[Referring expression data]
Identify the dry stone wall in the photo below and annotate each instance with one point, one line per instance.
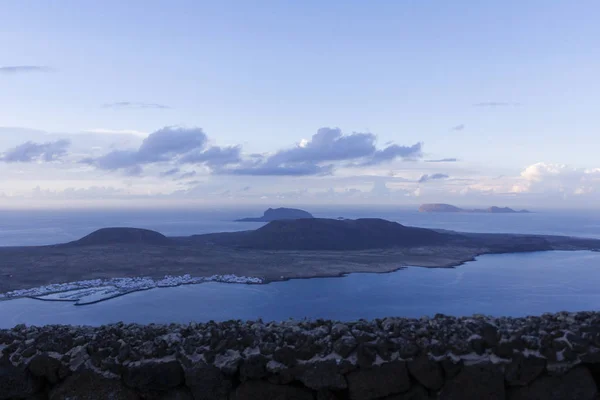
(554, 356)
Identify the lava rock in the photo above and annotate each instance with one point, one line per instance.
(91, 386)
(16, 383)
(321, 374)
(153, 375)
(254, 390)
(49, 367)
(475, 382)
(427, 372)
(577, 384)
(378, 381)
(522, 370)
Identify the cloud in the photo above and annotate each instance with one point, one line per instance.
(31, 151)
(22, 69)
(495, 104)
(214, 157)
(443, 160)
(117, 132)
(135, 105)
(135, 170)
(304, 169)
(557, 178)
(394, 151)
(427, 178)
(170, 172)
(166, 144)
(328, 145)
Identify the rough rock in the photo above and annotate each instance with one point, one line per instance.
(427, 372)
(254, 390)
(577, 384)
(378, 381)
(522, 370)
(48, 366)
(153, 375)
(207, 382)
(321, 374)
(475, 382)
(16, 383)
(91, 386)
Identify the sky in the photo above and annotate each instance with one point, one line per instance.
(148, 103)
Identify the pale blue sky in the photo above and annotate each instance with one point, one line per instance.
(266, 74)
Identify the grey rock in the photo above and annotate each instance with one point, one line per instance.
(522, 370)
(378, 381)
(577, 384)
(153, 375)
(90, 386)
(48, 366)
(417, 392)
(17, 383)
(366, 355)
(178, 394)
(427, 372)
(254, 367)
(285, 355)
(475, 382)
(229, 362)
(207, 382)
(451, 368)
(320, 375)
(255, 390)
(345, 345)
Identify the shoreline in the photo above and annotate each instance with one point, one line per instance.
(175, 281)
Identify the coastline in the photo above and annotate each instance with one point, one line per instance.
(117, 287)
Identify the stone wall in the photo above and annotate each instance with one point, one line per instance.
(555, 356)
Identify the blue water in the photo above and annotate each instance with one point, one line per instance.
(511, 284)
(39, 227)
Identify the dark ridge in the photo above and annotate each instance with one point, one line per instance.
(106, 236)
(330, 234)
(274, 214)
(440, 207)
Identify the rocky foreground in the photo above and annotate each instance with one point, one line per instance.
(555, 356)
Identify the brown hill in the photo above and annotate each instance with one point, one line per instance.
(106, 236)
(329, 234)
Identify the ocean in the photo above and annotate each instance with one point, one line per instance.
(508, 284)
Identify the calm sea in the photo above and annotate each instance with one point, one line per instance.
(510, 284)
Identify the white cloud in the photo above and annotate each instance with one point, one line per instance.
(117, 132)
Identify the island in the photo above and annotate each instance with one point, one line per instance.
(114, 261)
(274, 214)
(448, 208)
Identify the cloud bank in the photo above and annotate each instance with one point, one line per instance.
(318, 155)
(432, 177)
(31, 151)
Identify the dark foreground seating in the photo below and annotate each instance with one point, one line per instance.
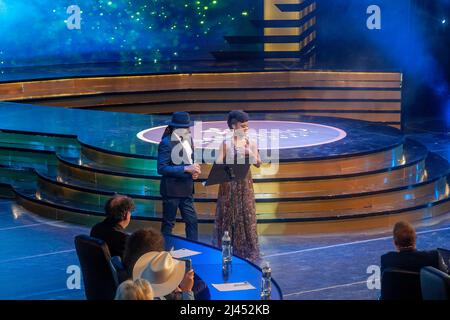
(397, 284)
(435, 284)
(99, 276)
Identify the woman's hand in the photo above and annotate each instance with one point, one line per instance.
(187, 283)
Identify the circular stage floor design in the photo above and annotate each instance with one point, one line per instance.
(268, 134)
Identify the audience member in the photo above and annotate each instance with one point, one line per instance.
(165, 274)
(140, 289)
(118, 211)
(407, 257)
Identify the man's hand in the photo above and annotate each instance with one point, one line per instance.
(193, 168)
(187, 283)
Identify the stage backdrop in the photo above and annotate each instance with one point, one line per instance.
(350, 34)
(91, 31)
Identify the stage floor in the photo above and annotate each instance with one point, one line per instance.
(65, 163)
(31, 73)
(117, 132)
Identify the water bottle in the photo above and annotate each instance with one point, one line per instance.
(266, 282)
(227, 249)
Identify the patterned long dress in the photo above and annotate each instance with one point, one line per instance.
(237, 215)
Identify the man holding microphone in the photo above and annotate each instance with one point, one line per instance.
(178, 170)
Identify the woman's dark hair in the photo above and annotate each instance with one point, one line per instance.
(168, 132)
(116, 208)
(139, 243)
(235, 117)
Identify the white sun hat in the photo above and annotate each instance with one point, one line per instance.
(162, 271)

▶ Exercise details
For every entry, return its exact wording and leave out any image.

▶ Reply
Identify the dry stone wall in the photo below and annotate each instance with one point, one line per instance.
(554, 356)
Identify the lava rock in the photo above and annotate each instance with one point, one line per instance.
(91, 386)
(16, 383)
(321, 374)
(153, 375)
(254, 390)
(49, 367)
(475, 382)
(427, 372)
(577, 384)
(378, 381)
(522, 370)
Identify the cloud in the photo above and annotate each instance with one point, one line per instance.
(31, 151)
(22, 69)
(495, 104)
(214, 157)
(443, 160)
(117, 132)
(135, 105)
(135, 170)
(304, 169)
(557, 178)
(394, 151)
(427, 178)
(170, 172)
(166, 144)
(328, 145)
Identify the rough rock in the photo above and annotate each instance with one point, one line per instance.
(427, 372)
(254, 390)
(577, 384)
(378, 381)
(522, 370)
(48, 366)
(153, 375)
(207, 382)
(321, 374)
(475, 382)
(16, 383)
(91, 386)
Identify the sky in the photo above and annotate each instance with one point, one line per instance.
(148, 103)
Identify the pale blue sky in the photo above and annotate each instance with one point, one line per instance.
(266, 74)
Identify the grey rock in the photo above and annotate each instance with one point, one line per instance.
(522, 370)
(378, 381)
(577, 384)
(153, 375)
(90, 386)
(48, 366)
(417, 392)
(17, 383)
(366, 355)
(178, 394)
(427, 372)
(254, 367)
(285, 355)
(475, 382)
(229, 362)
(207, 382)
(451, 368)
(320, 375)
(255, 390)
(345, 345)
Identify the shoreline in the photo above and annotate each instance with one point, one line per instance.
(175, 281)
Identify the coastline in the photo above and annotate each instance with one point, one line per instance.
(117, 287)
Identify the stone wall in the photo above and annotate each instance with one point, one line per instance.
(555, 356)
Identify the blue water in the photo above and annotate each instance with one point, one line per instance.
(511, 284)
(39, 227)
Identify the dark ridge in the photo above and annotate each instance with one point, one line per instance.
(106, 236)
(330, 234)
(274, 214)
(440, 207)
Identify the rocky foreground in the photo above and annotate each instance with one point, one line per instance.
(555, 356)
Identify the brown hill in the photo above and annotate each instance with one point, one line per instance.
(106, 236)
(329, 234)
Identify the ocean in the photo above and annotate each instance with one point, one line per instance.
(508, 284)
Identify the calm sea in the photo above and annotate each instance with one point, one line per instance.
(510, 284)
Identify the white cloud in the photo above and annotate each instance with one point, one line per instance.
(117, 132)
Identify the island in the photo above and annotate each instance with one point, one line per instance.
(114, 261)
(274, 214)
(448, 208)
Identify the cloud bank in the photo above and annotate each instance with one point, one line per instance.
(318, 155)
(432, 177)
(31, 151)
Identify the dark foreground seating in the photo below and annotate each instance with one point, one line per instance.
(397, 284)
(435, 284)
(99, 276)
Identify the woman's hand in the photo above and annotate each instance with one point, one line per instance.
(187, 283)
Identify the circular stage floor design in the photo above and annotate each instance with one point, one line per instance.
(268, 134)
Identify the audience member in the photo above and annotate each instance with one point, one line per instance.
(165, 274)
(140, 289)
(118, 211)
(407, 257)
Identify the man's hand in the photo above and annotate each instance with one point, one line per instance.
(193, 168)
(187, 283)
Identify the stage backdrop in the photo above and annotate each instance with one point, one line per instance.
(350, 34)
(91, 31)
Identify the stage floor in the photo above and annotate each instance with one point, one line per instance.
(65, 163)
(31, 73)
(117, 132)
Identify the water bottle in the photo above and annotate each instance with one point, one line per instance.
(266, 282)
(227, 249)
Identify the patterned long dress in the photo above and annotate each instance with one point, one line per instance.
(237, 215)
Identify the man holding microphone in the photo above and annotate each instance with one point, one line per instance.
(178, 170)
Identify the woman's dark hair in the photo above and annotate each instance with one point, one line per instance.
(168, 132)
(116, 208)
(139, 243)
(235, 117)
Identify the white sun hat in the photo above and annotate each instance with one point, one line per instance.
(162, 271)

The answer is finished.